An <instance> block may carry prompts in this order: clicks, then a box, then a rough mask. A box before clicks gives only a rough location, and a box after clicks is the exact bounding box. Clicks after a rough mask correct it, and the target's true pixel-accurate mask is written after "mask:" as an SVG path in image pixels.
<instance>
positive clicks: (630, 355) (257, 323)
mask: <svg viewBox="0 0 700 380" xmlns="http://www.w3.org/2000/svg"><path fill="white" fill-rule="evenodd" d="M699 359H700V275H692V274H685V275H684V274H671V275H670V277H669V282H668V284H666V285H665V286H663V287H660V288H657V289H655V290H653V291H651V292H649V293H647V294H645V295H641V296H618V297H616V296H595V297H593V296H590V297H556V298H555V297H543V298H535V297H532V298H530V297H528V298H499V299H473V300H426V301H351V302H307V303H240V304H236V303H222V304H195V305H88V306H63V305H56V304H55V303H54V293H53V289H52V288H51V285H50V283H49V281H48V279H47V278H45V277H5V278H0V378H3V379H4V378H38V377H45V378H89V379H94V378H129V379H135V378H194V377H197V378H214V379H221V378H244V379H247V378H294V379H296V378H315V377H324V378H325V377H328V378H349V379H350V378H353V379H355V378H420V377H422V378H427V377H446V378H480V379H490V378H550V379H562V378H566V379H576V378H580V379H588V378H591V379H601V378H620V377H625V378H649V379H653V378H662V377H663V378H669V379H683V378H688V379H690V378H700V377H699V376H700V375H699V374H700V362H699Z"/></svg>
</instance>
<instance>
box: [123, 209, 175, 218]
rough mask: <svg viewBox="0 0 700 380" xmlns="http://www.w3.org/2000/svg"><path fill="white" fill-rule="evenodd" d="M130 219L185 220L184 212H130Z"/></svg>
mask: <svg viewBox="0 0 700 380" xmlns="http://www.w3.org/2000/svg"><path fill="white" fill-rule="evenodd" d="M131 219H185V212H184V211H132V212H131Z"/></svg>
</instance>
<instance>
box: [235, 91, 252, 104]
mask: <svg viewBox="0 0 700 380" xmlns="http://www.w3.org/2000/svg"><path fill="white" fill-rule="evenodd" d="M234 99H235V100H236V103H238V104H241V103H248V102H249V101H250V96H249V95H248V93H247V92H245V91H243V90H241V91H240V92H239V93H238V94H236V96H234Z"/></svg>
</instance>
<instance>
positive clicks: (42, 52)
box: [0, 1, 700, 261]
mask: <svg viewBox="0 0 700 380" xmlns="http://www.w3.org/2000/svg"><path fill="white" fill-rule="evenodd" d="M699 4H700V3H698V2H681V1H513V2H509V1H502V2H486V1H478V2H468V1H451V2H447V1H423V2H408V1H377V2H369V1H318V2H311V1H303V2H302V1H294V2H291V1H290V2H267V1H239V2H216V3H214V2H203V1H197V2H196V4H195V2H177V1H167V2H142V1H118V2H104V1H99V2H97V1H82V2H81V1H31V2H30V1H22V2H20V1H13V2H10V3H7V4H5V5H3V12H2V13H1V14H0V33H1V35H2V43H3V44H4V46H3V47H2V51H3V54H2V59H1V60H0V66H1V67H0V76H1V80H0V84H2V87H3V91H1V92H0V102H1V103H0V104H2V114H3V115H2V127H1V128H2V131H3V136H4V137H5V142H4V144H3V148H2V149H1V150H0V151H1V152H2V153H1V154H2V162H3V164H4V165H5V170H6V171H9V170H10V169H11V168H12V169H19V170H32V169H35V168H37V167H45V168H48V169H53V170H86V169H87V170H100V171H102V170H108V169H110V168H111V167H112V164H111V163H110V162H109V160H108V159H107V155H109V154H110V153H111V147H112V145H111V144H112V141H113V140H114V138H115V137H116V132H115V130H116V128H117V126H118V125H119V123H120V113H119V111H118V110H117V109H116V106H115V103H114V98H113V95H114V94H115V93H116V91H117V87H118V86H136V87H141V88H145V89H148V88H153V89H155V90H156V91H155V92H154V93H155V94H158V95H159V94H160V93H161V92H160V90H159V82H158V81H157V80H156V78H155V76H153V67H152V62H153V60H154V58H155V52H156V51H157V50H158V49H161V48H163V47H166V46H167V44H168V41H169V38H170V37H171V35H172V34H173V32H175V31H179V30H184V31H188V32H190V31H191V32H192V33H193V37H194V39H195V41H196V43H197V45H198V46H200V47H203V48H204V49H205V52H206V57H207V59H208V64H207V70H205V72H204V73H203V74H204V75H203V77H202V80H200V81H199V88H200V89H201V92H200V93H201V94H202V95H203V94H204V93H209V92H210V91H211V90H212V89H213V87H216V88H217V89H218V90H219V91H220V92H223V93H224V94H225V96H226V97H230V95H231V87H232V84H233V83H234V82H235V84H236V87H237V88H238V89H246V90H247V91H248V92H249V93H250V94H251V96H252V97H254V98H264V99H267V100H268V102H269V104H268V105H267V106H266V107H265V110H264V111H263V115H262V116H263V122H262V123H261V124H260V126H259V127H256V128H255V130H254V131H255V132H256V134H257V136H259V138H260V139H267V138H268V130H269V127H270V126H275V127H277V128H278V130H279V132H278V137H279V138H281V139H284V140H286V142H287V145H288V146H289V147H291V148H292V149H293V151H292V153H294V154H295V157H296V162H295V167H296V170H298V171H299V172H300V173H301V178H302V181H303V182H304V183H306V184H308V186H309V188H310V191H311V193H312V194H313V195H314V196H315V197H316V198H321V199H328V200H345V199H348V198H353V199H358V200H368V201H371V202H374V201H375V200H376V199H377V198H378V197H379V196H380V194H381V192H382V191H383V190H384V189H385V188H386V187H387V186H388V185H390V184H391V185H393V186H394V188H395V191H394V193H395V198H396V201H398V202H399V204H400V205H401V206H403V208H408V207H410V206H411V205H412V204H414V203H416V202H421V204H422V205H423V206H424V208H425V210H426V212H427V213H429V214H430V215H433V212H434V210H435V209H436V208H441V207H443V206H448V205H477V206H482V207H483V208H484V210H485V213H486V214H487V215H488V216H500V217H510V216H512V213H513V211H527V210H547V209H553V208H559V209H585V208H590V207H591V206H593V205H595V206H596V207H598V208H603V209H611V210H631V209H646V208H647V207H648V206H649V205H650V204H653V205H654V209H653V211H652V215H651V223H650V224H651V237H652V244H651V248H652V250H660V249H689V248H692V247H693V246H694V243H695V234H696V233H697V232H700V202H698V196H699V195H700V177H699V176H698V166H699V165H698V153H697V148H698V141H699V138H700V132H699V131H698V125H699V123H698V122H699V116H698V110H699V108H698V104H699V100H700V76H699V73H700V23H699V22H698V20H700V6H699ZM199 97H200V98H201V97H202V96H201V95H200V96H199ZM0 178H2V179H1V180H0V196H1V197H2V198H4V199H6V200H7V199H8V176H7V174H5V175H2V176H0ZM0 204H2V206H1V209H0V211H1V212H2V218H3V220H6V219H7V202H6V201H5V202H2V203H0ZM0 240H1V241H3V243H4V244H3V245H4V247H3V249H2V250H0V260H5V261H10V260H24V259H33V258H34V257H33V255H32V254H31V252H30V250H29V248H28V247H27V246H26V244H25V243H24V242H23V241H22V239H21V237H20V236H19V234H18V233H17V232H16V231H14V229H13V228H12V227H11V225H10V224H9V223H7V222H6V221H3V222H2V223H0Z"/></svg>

————————

## 작업
위 항목 전체를 빈 줄은 빼고 한 줄씩 마크다운 표로 정리하세요. 열 이름은 "번호"와 "줄"로 하고, "번호" 열에는 행 번호를 매기세요.

## 답안란
| 번호 | 줄 |
|---|---|
| 1 | An <instance> block may carry prompts in this order: clicks, then a box, then a rough mask. A box before clicks gives only a rough location, and a box after clicks is the exact bounding box. Clicks after a rough mask correct it, and the target's true pixel-accurate mask is written after "mask:" as an SVG path in image pixels. |
| 2 | <instance> |
| 3 | positive clicks: (630, 355) (257, 323) |
| 4 | mask: <svg viewBox="0 0 700 380" xmlns="http://www.w3.org/2000/svg"><path fill="white" fill-rule="evenodd" d="M699 359H700V275H692V274H685V275H684V274H671V275H670V277H669V282H668V284H666V285H665V286H663V287H660V288H657V289H655V290H653V291H651V292H649V293H647V294H645V295H641V296H618V297H616V296H595V297H593V296H590V297H556V298H555V297H543V298H535V297H532V298H530V297H528V298H499V299H473V300H426V301H351V302H307V303H240V304H236V303H222V304H195V305H88V306H63V305H56V304H55V303H54V293H53V289H52V288H51V285H50V283H49V281H48V279H47V278H45V277H5V278H0V378H3V379H4V378H38V377H45V378H89V379H94V378H129V379H135V378H194V377H197V378H214V379H221V378H244V379H247V378H294V379H296V378H315V377H324V378H325V377H328V378H349V379H350V378H353V379H355V378H420V377H422V378H427V377H446V378H480V379H490V378H550V379H562V378H566V379H576V378H580V379H588V378H591V379H601V378H620V377H625V378H649V379H653V378H662V377H663V378H669V379H683V378H688V379H690V378H700V377H699V376H700V375H699V374H700V362H699Z"/></svg> |
| 5 | </instance> |
| 6 | <instance> |
| 7 | box: [123, 209, 175, 218] |
| 8 | rough mask: <svg viewBox="0 0 700 380" xmlns="http://www.w3.org/2000/svg"><path fill="white" fill-rule="evenodd" d="M130 219L185 220L184 212H130Z"/></svg> |
| 9 | mask: <svg viewBox="0 0 700 380" xmlns="http://www.w3.org/2000/svg"><path fill="white" fill-rule="evenodd" d="M131 219H185V212H184V211H132V212H131Z"/></svg> |
| 10 | </instance> |
| 11 | <instance> |
| 12 | box: [235, 91, 252, 104] |
| 13 | mask: <svg viewBox="0 0 700 380" xmlns="http://www.w3.org/2000/svg"><path fill="white" fill-rule="evenodd" d="M234 99H235V100H236V103H238V104H241V103H248V102H249V101H250V96H249V95H248V93H247V92H245V91H243V90H241V91H240V92H239V93H238V94H236V96H234Z"/></svg> |
| 14 | </instance> |
| 15 | <instance> |
| 16 | positive clicks: (42, 52) |
| 17 | box: [0, 1, 700, 261] |
| 18 | mask: <svg viewBox="0 0 700 380" xmlns="http://www.w3.org/2000/svg"><path fill="white" fill-rule="evenodd" d="M699 4H700V3H698V2H681V1H513V2H509V1H502V2H486V1H478V2H468V1H451V2H447V1H423V2H408V1H377V2H369V1H318V2H311V1H303V2H302V1H294V2H291V1H290V2H267V1H239V2H216V3H214V2H203V1H197V2H196V4H195V2H177V1H167V2H142V1H118V2H104V1H99V2H97V1H82V2H81V1H31V2H30V1H22V2H20V1H13V2H10V3H7V4H5V5H3V12H2V13H1V14H0V33H1V35H2V43H3V44H4V46H3V47H2V51H3V54H2V59H1V60H0V66H1V67H0V76H1V80H0V84H2V87H3V91H1V92H0V102H1V103H0V104H2V114H3V115H2V127H1V128H2V131H3V136H4V137H5V142H4V144H3V148H2V149H1V150H0V151H1V152H2V153H1V154H2V162H3V164H4V165H5V170H6V171H9V170H10V169H11V168H12V169H19V170H32V169H35V168H37V167H45V168H48V169H53V170H86V169H87V170H100V171H102V170H108V169H110V168H111V167H112V164H111V163H110V162H109V160H108V159H107V155H109V154H110V153H111V147H112V145H111V144H112V141H113V140H114V138H115V137H116V132H115V130H116V128H117V126H118V125H119V123H120V113H119V111H118V110H117V109H116V106H115V103H114V98H113V95H114V94H115V93H116V91H117V87H118V86H136V87H141V88H145V89H148V88H153V89H155V90H156V91H155V92H154V93H155V94H158V95H159V94H160V93H161V92H160V90H159V82H158V81H157V80H156V78H155V76H153V67H152V62H153V60H154V58H155V52H156V51H157V50H158V49H161V48H163V47H166V46H167V44H168V41H169V38H170V37H171V35H172V34H173V32H175V31H179V30H184V31H188V32H190V31H191V32H192V33H193V37H194V39H195V41H196V43H197V45H198V46H200V47H203V48H204V49H205V52H206V57H207V59H208V64H207V70H205V72H204V73H203V74H204V75H203V77H202V80H200V81H199V88H200V89H201V92H200V93H201V94H202V95H203V94H204V93H209V92H210V91H211V90H212V89H213V87H216V88H217V89H218V90H219V91H220V92H223V93H224V94H225V96H226V97H230V95H231V87H232V84H233V83H234V82H235V84H236V87H237V88H238V89H246V90H247V91H248V92H249V93H250V94H251V96H252V97H254V98H264V99H267V100H268V102H269V104H268V105H267V106H266V107H265V110H264V111H263V115H262V116H263V122H262V123H261V124H260V126H259V127H256V128H255V130H254V131H255V132H256V134H257V136H259V138H260V139H267V138H268V130H269V127H270V126H275V127H277V128H278V130H279V132H278V137H279V138H281V139H284V140H286V142H287V145H288V146H289V147H291V148H292V149H293V151H292V153H294V154H295V157H296V162H295V167H296V170H298V171H299V172H300V173H301V178H302V181H303V182H304V183H306V184H308V186H309V188H310V191H311V193H312V194H313V195H314V196H315V197H316V198H321V199H328V200H345V199H348V198H353V199H358V200H368V201H371V202H374V201H375V200H376V199H377V198H378V197H379V196H380V194H381V192H382V191H383V190H384V189H385V188H386V187H387V186H388V185H390V184H391V185H393V186H394V188H395V191H394V193H395V198H396V201H398V202H399V204H400V205H401V206H403V208H408V207H410V206H411V205H412V204H414V203H416V202H421V204H422V205H423V206H424V208H425V210H426V212H427V213H429V214H430V215H433V212H434V210H435V209H436V208H441V207H443V206H448V205H477V206H482V207H483V208H484V210H485V213H486V214H487V215H488V216H500V217H510V216H512V213H513V211H527V210H547V209H553V208H559V209H585V208H590V207H591V206H593V205H595V206H596V207H598V208H603V209H611V210H631V209H646V208H647V207H648V206H649V205H650V204H653V205H654V209H653V211H652V215H651V223H650V224H651V237H652V244H651V248H652V250H660V249H689V248H692V247H693V246H694V243H695V234H696V233H697V232H700V202H698V196H699V195H700V177H699V176H698V166H699V165H698V153H697V148H698V141H699V138H700V132H699V131H698V125H699V123H698V122H699V116H698V110H699V108H698V104H699V100H700V76H699V73H700V23H699V22H698V20H700V6H699ZM199 97H200V98H201V97H202V96H201V95H200V96H199ZM0 178H2V179H1V180H0V196H1V197H2V198H4V199H6V200H7V199H8V176H7V174H5V175H2V176H0ZM0 204H2V206H1V209H0V211H1V212H2V218H3V220H6V219H7V202H6V201H5V202H2V203H0ZM0 240H1V241H3V243H4V244H3V245H4V247H3V249H2V250H0V260H5V261H10V260H24V259H33V258H34V257H33V255H32V254H31V252H30V250H29V248H28V247H27V246H26V244H25V243H24V242H23V241H22V239H21V237H20V236H19V234H18V233H17V232H16V231H14V229H13V228H12V227H11V225H10V224H9V223H7V222H6V221H3V222H2V223H0Z"/></svg> |